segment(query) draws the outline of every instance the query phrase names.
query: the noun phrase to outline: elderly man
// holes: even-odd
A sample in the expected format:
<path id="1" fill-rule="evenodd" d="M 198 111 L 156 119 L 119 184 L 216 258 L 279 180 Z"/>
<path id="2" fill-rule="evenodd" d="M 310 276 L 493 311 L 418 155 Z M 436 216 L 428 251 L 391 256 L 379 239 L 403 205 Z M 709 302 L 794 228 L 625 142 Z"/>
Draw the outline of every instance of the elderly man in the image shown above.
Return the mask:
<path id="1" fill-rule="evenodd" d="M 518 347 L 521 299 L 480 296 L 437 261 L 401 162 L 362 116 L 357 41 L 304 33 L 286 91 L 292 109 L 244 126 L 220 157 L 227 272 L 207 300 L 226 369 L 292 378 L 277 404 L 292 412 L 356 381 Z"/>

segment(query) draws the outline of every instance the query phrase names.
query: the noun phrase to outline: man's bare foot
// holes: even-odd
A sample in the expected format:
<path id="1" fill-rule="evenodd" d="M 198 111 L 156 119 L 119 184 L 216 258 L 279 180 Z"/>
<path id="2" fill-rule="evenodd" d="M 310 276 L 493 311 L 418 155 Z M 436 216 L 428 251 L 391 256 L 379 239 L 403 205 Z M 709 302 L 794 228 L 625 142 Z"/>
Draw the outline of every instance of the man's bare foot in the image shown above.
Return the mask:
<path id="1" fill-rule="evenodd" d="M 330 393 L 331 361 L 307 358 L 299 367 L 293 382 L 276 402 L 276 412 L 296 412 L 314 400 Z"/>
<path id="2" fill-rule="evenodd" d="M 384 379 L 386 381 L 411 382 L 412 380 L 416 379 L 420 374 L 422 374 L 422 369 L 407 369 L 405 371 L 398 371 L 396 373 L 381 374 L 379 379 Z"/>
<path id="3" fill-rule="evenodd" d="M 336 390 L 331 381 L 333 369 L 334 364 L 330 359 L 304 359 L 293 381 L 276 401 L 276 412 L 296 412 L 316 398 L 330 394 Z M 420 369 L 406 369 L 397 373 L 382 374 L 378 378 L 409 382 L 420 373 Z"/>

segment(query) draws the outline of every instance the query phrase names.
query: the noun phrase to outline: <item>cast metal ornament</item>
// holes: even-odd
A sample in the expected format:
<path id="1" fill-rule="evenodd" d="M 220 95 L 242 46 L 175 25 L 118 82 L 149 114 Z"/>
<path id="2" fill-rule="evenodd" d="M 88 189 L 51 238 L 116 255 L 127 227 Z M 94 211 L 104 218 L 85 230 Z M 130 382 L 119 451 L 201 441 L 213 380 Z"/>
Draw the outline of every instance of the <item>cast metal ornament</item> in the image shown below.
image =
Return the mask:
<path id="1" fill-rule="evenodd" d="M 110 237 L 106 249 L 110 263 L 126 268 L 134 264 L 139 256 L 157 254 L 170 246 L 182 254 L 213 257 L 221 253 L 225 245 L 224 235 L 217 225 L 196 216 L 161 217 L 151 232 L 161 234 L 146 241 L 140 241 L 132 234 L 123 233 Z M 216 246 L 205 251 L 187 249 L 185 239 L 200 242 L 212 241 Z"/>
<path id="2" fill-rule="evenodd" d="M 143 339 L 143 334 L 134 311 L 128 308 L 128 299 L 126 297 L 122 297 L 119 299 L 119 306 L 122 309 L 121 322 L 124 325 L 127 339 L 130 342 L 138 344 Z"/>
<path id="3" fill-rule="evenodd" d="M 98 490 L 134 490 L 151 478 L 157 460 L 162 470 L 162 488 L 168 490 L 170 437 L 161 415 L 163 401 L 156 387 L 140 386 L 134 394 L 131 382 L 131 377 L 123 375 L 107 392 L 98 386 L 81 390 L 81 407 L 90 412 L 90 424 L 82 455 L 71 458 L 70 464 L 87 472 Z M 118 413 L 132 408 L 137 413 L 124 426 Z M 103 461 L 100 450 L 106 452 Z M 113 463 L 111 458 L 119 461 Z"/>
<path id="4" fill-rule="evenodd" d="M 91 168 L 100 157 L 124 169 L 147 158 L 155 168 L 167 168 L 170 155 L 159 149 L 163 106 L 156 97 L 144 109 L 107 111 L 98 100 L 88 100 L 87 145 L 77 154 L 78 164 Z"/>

○ ○ ○

## Problem statement
Reproduce all three records above verbatim, every line included.

## Worked solution
segment(query) draws the outline of every instance the query phrase names.
query: the noun phrase to outline: elderly man
// holes: even-odd
A sample in the expected format:
<path id="1" fill-rule="evenodd" d="M 198 111 L 156 119 L 119 184 L 216 258 L 279 180 Z"/>
<path id="2" fill-rule="evenodd" d="M 310 276 L 493 311 L 418 155 Z M 436 216 L 428 251 L 391 256 L 379 239 L 403 205 Z M 709 302 L 794 228 L 625 142 Z"/>
Draw the outline of every instance of the elderly man in the image shown above.
Return the mask:
<path id="1" fill-rule="evenodd" d="M 518 347 L 521 299 L 480 296 L 437 261 L 401 162 L 362 116 L 357 41 L 304 33 L 286 91 L 292 109 L 244 126 L 220 157 L 227 272 L 207 300 L 226 369 L 292 378 L 277 404 L 292 412 L 356 381 Z"/>

segment(query) draws the outline of every instance the query phrase names.
query: the noun phrase to outline: man's bare foot
// holes: even-odd
A sample in the expected format:
<path id="1" fill-rule="evenodd" d="M 198 111 L 156 119 L 119 184 L 216 258 L 279 180 Z"/>
<path id="2" fill-rule="evenodd" d="M 310 276 L 493 311 L 418 155 Z M 436 216 L 428 251 L 391 256 L 379 239 L 403 205 Z M 709 302 L 794 228 L 625 142 Z"/>
Draw the outline of every instance of the man's bare foot in the image shown above.
Return the mask:
<path id="1" fill-rule="evenodd" d="M 330 393 L 331 361 L 307 358 L 299 367 L 293 382 L 276 402 L 276 412 L 296 412 L 314 400 Z"/>
<path id="2" fill-rule="evenodd" d="M 384 379 L 386 381 L 411 382 L 412 380 L 416 379 L 420 374 L 422 374 L 422 369 L 407 369 L 405 371 L 398 371 L 396 373 L 381 374 L 379 379 Z"/>
<path id="3" fill-rule="evenodd" d="M 336 390 L 331 381 L 333 369 L 334 364 L 330 359 L 304 359 L 293 381 L 276 401 L 276 412 L 296 412 L 316 398 L 330 394 Z M 420 369 L 406 369 L 397 373 L 382 374 L 378 378 L 409 382 L 420 373 Z"/>

segment(query) draws the outline of every instance the query phrase names.
query: the noun phrase to outline: <item>cast metal ornament</item>
// holes: even-odd
A sample in the expected format:
<path id="1" fill-rule="evenodd" d="M 220 95 L 242 46 L 175 25 L 118 82 L 149 114 Z"/>
<path id="2" fill-rule="evenodd" d="M 88 189 L 51 238 L 116 255 L 127 227 Z M 94 211 L 104 218 L 85 230 Z M 130 382 L 119 451 L 201 441 L 213 380 Z"/>
Draw the outline of every instance of the <item>cast metal ornament</item> in the image shown below.
image =
Return the mask:
<path id="1" fill-rule="evenodd" d="M 110 237 L 106 249 L 110 263 L 126 268 L 134 264 L 139 256 L 157 254 L 170 246 L 182 254 L 213 257 L 221 253 L 225 245 L 224 235 L 217 225 L 196 216 L 161 217 L 151 232 L 161 234 L 146 241 L 140 241 L 132 234 L 123 233 Z M 216 246 L 205 251 L 187 249 L 185 239 L 200 242 L 212 241 Z"/>
<path id="2" fill-rule="evenodd" d="M 143 339 L 143 334 L 134 311 L 128 308 L 128 299 L 126 297 L 122 297 L 119 299 L 119 306 L 122 309 L 121 322 L 124 325 L 127 339 L 130 342 L 138 344 Z"/>
<path id="3" fill-rule="evenodd" d="M 98 490 L 134 490 L 151 478 L 157 460 L 162 470 L 162 488 L 168 490 L 170 437 L 161 415 L 163 401 L 156 387 L 140 386 L 134 394 L 131 382 L 131 377 L 123 375 L 107 392 L 98 386 L 81 390 L 81 407 L 90 412 L 90 424 L 82 455 L 71 458 L 70 464 L 87 472 Z M 118 413 L 132 408 L 137 413 L 124 426 Z M 103 461 L 100 450 L 106 452 Z M 113 463 L 111 458 L 119 461 Z"/>
<path id="4" fill-rule="evenodd" d="M 91 168 L 100 157 L 124 169 L 147 158 L 155 168 L 167 168 L 170 155 L 159 149 L 163 106 L 156 97 L 144 109 L 107 111 L 98 100 L 88 100 L 87 145 L 77 154 L 78 164 Z"/>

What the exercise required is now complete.